==== Bacaan Latihan

Reporter: SS. Kurniawan | Editor: S.S. Kurniawan
KONTAN.CO.ID - MOSKOW. Rusia berkomitmen pada sikap pragmatis dalam hubungannya dengan Amerika Serikat (AS) dan China, dan tidak akan menjauhkan diri dari kedua sisi demi beberapa intrik.
Menteri Luar Negeri Rusia Sergey Lavrov menegaskan sikap negeri beruang merah itu dalam wawancara dengan Sputnik, Komsomolskaya Pravda, dan radio Govorit Moskva, Rabu (14/10).
"Saya tidak melihat alasan, mengapa kita harus menjauhkan diri dari siapa pun," kata Lavrov menjawab pertanyaan tentang apakah Rusia dapat mengambil keuntungan dari kontradiksi AS-China seperti dikutip TASS.
Secara khusus, Lavrov mengatakan, Rusia tidak berencana untuk bermanuver ke arah koalisi anti-China yang dipimpin AS demi mendapatkan keuntungan apa pun.
Baca Juga: Panas, AS tuding Rusia, China, Iran berusaha mencegahnya mendapatkan vaksin corona
"Akan konyol untuk menjauhkan diri dari kesepakatan apa pun yang kami anggap saling menguntungkan dan dapat diterapkan. Dan menjauhkan diri dari kesepakatan ini, dalam hal ini dengan China, hanya untuk menunjukkan kita juga dapat memutarbalikkan intrik," tegas dia.

========
==== Informasi Tercatat

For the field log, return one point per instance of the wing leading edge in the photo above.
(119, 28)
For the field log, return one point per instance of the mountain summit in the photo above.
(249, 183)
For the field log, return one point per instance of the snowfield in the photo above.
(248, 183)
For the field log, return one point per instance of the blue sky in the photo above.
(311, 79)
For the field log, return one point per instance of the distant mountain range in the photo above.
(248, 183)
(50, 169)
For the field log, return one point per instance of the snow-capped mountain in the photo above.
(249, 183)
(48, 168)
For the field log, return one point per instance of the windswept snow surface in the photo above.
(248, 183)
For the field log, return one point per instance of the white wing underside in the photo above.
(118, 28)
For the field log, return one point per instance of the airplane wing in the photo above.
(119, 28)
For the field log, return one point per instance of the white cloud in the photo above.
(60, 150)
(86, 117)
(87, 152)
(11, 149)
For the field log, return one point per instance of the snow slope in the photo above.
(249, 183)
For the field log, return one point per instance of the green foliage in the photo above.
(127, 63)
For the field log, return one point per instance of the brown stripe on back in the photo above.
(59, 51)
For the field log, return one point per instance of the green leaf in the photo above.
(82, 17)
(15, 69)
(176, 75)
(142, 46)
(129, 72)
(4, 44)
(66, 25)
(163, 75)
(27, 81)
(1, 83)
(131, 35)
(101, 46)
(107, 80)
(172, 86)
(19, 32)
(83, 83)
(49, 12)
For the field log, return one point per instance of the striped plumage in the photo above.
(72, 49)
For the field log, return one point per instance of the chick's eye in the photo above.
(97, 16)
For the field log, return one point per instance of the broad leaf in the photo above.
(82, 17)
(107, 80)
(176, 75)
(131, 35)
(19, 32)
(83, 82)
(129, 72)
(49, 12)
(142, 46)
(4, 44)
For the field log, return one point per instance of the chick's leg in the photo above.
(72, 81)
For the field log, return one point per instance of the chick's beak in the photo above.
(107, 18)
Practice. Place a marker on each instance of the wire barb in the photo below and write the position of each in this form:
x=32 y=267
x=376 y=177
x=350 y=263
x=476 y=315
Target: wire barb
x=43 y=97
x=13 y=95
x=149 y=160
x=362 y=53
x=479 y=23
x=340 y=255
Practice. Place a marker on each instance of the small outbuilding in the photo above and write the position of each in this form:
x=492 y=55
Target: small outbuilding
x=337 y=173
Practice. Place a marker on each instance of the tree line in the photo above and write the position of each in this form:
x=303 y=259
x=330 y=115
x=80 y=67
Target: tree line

========

Perintah Kerja 1. Dalam bacaan latihan tentang sikap Rusia terhadap AS dan China, kepada media mana saja Sergey Lavrov memberikan wawancara?
Perintah Kerja 2. Sambung bacaan latihan tentang sikap Rusia terhadap AS dan China setelah kalimat terakhirnya.

Jawaban Latihan 1. Sputnik, Komsomolskaya Pravda, dan radio Govorit Moskva.

Jawaban Latihan 2.
"Mengapa kita harus melakukan ini? Ini merugikan kita," imbuh Lavrov.
Tidak akan berubah setelah pemilihan presiden AS
Dan, Lavrov menekankan, hubungan Moskow-Washington tidak akan berubah secara drastis setelah pemilihan presiden AS.
"Satu hal yang dapat kami yakini adalah bahwa situasi dalam hubungan kami tidak akan berubah secara drastis. Mungkin ada beberapa perbedaan dalam satu arah atau lainnya," katanya.
Baca Juga: Putin: Rusia dan AS berhasil membangun perdagangan, meski ada pandemi
Tapi, Lavrov tidak tahu, apakah akan ada kedinginan lebih lanjut dalam hubungan bilateral Rusia-AS. "Hanya seorang pesimis yang mengatakan bahwa keadaan tidak akan lebih buruk, dan seorang yang optimis berkata, mungkin," uja dia.
Hanya, menurut Lavrov, mungkin calon yang kalah akan menuduh Rusia ikut campur dalam pemilihan presiden AS.
"Itu karena kedua partai, Republik dan Demokrat, sekarang menggunakan salah satu argumen kunci (tuduhan) bahwa Rusia berusaha untuk membawa saingan mereka ke tampuk kekuasaan," ungkapnya.